▸ **Records shown**
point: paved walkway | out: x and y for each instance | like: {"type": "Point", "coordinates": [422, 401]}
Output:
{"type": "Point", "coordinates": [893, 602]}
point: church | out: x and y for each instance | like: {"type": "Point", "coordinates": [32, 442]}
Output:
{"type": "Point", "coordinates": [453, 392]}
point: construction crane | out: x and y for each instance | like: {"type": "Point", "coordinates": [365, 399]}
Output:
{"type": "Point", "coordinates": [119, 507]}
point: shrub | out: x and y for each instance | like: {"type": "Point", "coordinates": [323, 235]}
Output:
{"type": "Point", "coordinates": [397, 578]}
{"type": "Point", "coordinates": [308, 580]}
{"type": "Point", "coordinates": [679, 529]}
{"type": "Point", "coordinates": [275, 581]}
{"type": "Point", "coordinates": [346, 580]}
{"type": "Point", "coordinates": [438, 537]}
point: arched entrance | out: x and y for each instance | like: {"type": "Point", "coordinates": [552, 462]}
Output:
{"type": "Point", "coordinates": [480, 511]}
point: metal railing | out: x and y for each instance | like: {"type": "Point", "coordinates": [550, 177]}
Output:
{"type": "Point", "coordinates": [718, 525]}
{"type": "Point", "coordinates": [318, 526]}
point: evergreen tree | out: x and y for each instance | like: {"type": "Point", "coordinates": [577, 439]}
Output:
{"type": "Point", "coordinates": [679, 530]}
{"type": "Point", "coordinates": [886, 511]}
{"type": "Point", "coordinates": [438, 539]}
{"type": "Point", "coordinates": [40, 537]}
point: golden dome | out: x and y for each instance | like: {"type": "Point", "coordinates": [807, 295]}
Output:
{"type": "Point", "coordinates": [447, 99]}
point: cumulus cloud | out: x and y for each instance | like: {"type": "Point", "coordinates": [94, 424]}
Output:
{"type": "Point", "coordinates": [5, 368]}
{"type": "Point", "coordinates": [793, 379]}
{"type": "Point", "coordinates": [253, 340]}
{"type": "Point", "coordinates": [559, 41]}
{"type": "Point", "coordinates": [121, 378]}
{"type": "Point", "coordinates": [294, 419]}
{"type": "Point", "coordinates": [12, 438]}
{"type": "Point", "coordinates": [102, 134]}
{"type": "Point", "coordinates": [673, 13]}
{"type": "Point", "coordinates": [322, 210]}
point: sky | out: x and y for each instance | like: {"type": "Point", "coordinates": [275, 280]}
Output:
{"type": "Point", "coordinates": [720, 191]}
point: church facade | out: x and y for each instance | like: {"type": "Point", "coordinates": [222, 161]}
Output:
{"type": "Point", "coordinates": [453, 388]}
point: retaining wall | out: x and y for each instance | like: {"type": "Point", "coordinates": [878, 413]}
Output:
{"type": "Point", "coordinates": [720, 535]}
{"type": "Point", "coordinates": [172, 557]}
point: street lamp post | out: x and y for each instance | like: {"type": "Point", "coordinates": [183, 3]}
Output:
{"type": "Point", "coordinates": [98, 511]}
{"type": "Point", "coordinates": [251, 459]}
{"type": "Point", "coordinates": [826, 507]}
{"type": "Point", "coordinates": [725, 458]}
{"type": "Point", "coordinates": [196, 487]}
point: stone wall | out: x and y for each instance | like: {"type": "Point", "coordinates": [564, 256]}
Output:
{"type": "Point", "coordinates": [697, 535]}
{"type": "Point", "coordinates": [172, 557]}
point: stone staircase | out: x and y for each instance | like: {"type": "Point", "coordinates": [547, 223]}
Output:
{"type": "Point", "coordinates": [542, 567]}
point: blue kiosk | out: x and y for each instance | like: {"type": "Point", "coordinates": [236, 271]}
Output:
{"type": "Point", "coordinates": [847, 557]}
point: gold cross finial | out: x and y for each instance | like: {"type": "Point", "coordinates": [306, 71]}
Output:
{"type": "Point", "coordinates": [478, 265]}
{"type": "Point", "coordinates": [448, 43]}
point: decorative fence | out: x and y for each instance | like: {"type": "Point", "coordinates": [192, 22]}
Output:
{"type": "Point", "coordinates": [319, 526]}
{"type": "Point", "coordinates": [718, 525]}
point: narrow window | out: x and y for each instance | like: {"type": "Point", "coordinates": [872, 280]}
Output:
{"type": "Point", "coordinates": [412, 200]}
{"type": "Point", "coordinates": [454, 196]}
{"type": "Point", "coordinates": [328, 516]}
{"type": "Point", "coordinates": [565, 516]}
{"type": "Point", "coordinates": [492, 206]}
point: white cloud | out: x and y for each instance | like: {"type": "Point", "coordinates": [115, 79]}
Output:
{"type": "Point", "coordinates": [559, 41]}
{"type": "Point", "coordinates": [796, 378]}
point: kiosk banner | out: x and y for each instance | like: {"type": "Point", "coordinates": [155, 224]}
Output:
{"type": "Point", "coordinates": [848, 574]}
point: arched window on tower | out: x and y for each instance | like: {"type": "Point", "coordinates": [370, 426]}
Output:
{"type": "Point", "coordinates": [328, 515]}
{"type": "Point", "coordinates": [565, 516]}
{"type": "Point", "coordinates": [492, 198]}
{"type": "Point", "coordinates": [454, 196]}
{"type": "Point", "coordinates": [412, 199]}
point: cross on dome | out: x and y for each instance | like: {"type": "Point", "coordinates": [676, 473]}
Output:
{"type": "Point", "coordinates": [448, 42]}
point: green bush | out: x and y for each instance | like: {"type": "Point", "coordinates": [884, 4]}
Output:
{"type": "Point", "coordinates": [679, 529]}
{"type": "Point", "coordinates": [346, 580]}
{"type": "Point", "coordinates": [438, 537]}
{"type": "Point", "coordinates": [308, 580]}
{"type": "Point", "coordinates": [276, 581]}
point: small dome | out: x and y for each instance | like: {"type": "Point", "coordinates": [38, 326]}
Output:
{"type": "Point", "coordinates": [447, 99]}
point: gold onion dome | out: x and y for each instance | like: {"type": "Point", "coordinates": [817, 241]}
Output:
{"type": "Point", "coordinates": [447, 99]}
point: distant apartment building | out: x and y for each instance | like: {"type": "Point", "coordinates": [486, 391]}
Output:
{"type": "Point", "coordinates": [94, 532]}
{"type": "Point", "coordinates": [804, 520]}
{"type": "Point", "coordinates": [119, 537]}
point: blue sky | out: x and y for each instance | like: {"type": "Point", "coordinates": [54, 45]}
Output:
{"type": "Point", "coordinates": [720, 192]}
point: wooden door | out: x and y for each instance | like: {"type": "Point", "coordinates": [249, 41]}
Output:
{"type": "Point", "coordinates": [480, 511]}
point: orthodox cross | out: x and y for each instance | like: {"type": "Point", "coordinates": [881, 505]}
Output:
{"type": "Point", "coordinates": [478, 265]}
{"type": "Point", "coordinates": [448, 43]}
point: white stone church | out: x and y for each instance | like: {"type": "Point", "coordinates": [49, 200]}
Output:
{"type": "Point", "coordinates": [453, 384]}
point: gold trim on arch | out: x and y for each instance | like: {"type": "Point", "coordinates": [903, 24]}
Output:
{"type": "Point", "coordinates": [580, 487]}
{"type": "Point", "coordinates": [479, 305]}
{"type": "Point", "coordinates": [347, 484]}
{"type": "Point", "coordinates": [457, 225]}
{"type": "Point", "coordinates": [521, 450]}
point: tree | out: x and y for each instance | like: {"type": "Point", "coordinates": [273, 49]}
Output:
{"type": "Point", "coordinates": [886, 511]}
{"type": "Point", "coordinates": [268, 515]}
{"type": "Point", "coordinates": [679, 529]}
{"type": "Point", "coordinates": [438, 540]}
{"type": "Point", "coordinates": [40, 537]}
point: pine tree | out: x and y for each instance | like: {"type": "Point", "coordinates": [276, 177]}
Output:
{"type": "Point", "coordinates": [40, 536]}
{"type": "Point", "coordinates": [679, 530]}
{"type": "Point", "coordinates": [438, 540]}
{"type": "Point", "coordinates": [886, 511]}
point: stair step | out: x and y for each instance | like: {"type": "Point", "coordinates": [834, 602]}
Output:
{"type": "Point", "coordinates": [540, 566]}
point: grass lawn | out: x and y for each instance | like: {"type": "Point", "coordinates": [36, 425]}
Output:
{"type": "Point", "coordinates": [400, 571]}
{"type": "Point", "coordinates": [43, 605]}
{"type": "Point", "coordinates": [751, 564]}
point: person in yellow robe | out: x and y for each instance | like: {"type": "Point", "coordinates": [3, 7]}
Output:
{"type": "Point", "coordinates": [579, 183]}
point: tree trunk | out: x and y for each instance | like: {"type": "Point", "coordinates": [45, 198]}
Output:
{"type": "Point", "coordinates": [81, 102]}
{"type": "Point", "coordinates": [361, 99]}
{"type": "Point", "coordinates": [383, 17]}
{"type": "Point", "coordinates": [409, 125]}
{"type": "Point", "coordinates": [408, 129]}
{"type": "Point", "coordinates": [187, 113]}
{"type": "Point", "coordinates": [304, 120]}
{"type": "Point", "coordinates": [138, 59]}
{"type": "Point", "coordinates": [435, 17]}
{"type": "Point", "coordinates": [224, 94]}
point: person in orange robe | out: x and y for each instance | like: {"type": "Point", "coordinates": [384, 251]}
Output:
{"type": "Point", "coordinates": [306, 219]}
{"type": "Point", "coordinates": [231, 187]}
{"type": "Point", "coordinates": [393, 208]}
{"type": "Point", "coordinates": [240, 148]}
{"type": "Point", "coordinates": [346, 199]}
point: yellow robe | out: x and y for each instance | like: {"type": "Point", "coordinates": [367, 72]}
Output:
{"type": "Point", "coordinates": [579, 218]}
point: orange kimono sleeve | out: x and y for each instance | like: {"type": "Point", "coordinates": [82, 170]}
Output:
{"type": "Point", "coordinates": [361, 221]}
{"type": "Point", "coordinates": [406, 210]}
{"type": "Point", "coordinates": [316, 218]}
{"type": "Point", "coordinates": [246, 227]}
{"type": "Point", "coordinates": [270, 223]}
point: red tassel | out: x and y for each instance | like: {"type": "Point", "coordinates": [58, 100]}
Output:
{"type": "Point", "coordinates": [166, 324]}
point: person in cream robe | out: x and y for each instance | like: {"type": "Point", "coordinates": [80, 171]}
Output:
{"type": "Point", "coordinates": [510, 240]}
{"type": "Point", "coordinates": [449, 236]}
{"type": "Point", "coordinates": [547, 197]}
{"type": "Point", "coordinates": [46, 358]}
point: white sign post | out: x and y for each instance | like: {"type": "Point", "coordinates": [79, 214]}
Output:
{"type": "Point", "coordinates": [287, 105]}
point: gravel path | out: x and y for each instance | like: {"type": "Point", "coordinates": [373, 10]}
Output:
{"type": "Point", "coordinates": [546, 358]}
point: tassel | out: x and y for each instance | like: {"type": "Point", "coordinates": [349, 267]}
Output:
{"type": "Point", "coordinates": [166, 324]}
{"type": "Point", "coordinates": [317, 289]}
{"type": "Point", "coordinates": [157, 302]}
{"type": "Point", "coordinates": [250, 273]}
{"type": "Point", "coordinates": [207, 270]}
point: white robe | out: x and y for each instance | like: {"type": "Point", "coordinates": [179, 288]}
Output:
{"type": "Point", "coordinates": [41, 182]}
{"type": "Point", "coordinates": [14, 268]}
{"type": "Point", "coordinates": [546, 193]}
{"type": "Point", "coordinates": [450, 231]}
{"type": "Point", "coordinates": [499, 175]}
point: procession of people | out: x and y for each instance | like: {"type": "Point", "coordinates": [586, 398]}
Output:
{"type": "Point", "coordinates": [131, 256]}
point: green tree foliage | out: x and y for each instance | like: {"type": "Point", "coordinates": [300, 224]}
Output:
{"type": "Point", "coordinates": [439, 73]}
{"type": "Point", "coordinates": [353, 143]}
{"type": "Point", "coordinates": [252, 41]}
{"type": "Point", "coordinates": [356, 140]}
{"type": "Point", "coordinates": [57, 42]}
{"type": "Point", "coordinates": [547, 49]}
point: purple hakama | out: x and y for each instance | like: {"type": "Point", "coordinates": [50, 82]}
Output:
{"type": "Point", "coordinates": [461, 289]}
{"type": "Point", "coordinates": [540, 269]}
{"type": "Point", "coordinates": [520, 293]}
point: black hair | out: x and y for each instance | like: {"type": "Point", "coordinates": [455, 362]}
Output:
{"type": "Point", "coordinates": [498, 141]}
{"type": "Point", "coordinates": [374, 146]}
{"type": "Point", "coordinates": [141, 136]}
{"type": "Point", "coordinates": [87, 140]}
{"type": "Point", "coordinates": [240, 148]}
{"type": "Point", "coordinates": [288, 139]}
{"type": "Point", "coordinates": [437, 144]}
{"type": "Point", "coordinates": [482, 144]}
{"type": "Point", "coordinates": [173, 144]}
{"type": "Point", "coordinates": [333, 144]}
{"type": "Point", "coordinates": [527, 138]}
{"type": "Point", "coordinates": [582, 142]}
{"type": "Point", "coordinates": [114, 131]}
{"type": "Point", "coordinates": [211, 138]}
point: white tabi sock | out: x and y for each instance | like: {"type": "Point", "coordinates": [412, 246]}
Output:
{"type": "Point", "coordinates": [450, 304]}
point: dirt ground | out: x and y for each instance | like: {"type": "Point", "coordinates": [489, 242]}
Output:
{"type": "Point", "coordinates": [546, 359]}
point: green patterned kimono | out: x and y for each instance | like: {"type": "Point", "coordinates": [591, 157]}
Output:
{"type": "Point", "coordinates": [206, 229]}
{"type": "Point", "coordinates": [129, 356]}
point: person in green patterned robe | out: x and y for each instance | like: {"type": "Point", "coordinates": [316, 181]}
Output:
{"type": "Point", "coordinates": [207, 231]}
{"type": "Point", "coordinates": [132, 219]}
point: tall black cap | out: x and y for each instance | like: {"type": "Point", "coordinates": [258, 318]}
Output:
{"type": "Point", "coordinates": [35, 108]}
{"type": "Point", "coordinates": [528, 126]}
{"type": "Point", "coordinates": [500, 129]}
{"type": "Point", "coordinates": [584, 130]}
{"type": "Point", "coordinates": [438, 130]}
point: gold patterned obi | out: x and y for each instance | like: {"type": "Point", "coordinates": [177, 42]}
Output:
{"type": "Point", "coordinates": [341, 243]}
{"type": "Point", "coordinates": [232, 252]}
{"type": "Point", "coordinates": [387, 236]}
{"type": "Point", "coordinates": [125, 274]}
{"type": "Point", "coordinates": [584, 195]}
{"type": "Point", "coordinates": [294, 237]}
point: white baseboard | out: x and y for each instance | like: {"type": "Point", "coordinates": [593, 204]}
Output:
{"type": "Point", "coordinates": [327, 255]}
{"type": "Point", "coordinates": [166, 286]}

▸ **About this task**
Give again the lines from the line holding "point: white baseboard" through the close of the listing, both included, exactly as written and with nothing else.

▸ **Answer space**
point: white baseboard | out: x and y for each instance | like: {"type": "Point", "coordinates": [593, 204]}
Output:
{"type": "Point", "coordinates": [327, 255]}
{"type": "Point", "coordinates": [166, 286]}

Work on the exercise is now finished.